Aprender com a Alemanha?

João Rodrigues, 06.09.10


A recuperação económica alemã, depois da abrupta quebra em 2009, está a suscitar apressadas análises comparativas que é possível resumir na seguinte fórmula: os EUA definham porque seguiram políticas keynesianas, assentes no aumento da despesa pública; a Alemanha recupera porque não foi nesta cantiga. Verdadeiro? Falso. O economista Dean Baker, do Center for Economic and Policy Research, fez as contas e concluiu que o consumo público aumentou, nos últimos dois anos e meio e em termos reais, mais na Alemanha do que nos Estados Unidos.

Uma coisa é a retórica política, outra é o que acontece no volúvel terreno da conjuntura - para já não falar no da estrutura: o Estado social alemão tem um peso maior, apesar de todas as restruturações neoliberais.

A Alemanha desenvolveu um esquema de protecção do emprego em épocas de recessão que assenta na redução pactuada e subsidiada publicamente do horário de trabalho, o que obviamente é facilitado pela tradição de negociação colectiva e pelos seus sindicatos mais fortes. Este modelo de partilha tem sido responsável pela menor destruição de emprego neste país.

Já em Portugal, e em linha com o objectivo de replicar o modelo selvagem de relações laborais norte-americano, os patrões querem que os funcionários trabalhem mais horas com o mesmo salário, num dos países onde mais se trabalha na Europa. Em altura de desemprego de massas, esta é uma prescrição para o desastre, só possível porque cheira a medo na economia.

O modelo alemão também tem características negativas: o crescimento antes da crise, apesar de tudo medíocre, assenta demasiado nas exportações e numa compressão do crescimento dos salários reais muito abaixo do crescimento, reduzido, da produtividade.

▸ EXCERTO DE DADOS

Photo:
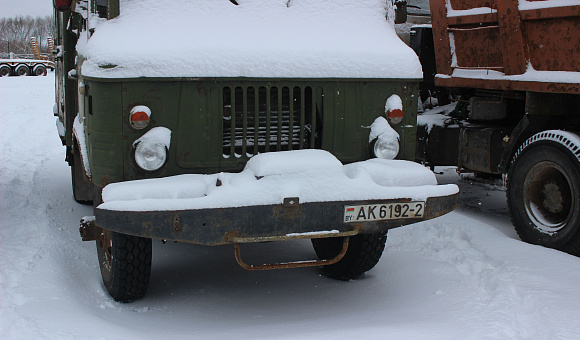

▸ INSTRUÇÃO ESCRITA
Responda às perguntas abaixo com base no texto sobre a recuperação económica alemã.
(a) Que economista fez as contas sobre o aumento do consumo público na Alemanha e nos Estados Unidos?
(b) Em que assenta o esquema alemão de proteção do emprego em épocas de recessão?
(c) O que querem os patrões em Portugal, segundo o texto?

▸ RESOLUÇÃO
(a) Dean Baker, do Center for Economic and Policy Research.
(b) Na redução pactuada e subsidiada publicamente do horário de trabalho.
(c) Que os funcionários trabalhem mais horas com o mesmo salário.